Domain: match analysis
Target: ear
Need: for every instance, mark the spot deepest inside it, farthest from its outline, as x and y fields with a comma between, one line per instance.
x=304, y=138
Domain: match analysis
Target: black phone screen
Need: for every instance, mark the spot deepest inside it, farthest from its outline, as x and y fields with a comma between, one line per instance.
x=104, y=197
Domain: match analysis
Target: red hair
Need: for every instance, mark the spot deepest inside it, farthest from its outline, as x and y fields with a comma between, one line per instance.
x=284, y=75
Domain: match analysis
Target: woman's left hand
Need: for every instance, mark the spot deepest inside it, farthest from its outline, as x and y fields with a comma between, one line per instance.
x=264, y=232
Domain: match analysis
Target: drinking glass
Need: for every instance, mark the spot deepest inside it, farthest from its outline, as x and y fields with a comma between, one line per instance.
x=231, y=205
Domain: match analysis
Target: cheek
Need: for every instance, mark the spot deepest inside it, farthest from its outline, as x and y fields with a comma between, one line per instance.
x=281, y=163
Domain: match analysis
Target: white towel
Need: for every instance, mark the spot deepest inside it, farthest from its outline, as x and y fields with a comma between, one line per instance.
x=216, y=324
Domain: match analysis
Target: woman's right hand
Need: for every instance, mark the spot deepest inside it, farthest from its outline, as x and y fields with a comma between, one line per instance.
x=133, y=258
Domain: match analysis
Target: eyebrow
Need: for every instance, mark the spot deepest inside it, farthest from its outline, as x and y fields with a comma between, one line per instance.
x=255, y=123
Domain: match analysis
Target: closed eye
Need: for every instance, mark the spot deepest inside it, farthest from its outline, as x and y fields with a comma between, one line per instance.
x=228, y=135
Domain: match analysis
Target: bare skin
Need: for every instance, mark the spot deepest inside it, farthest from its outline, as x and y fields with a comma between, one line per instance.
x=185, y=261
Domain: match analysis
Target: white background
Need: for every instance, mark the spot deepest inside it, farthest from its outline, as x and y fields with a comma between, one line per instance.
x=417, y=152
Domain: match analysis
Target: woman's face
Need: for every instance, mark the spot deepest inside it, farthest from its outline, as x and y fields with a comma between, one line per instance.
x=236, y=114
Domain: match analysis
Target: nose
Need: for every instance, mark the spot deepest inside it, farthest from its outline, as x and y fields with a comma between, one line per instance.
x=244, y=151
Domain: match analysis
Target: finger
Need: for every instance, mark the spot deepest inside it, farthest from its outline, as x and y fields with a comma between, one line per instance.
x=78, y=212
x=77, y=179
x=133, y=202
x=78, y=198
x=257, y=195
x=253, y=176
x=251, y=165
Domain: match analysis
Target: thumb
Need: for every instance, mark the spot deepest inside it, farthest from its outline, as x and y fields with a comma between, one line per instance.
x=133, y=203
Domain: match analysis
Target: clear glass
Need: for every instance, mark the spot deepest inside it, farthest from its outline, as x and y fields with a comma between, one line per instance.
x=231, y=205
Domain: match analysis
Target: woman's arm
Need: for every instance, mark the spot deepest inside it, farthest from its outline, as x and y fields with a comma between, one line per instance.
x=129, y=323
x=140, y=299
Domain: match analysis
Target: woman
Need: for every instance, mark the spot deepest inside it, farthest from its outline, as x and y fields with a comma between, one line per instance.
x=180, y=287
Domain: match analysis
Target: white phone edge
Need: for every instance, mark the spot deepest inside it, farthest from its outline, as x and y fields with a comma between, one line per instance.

· · · · ·

Enunciado del ejercicio
¿Qué líneas de arriba contienen la cadena "white"? Recópialas todas, distinguiendo entre mayúsculas y minúsculas.

Respuesta completa
Target: white towel
Target: white background
Target: white phone edge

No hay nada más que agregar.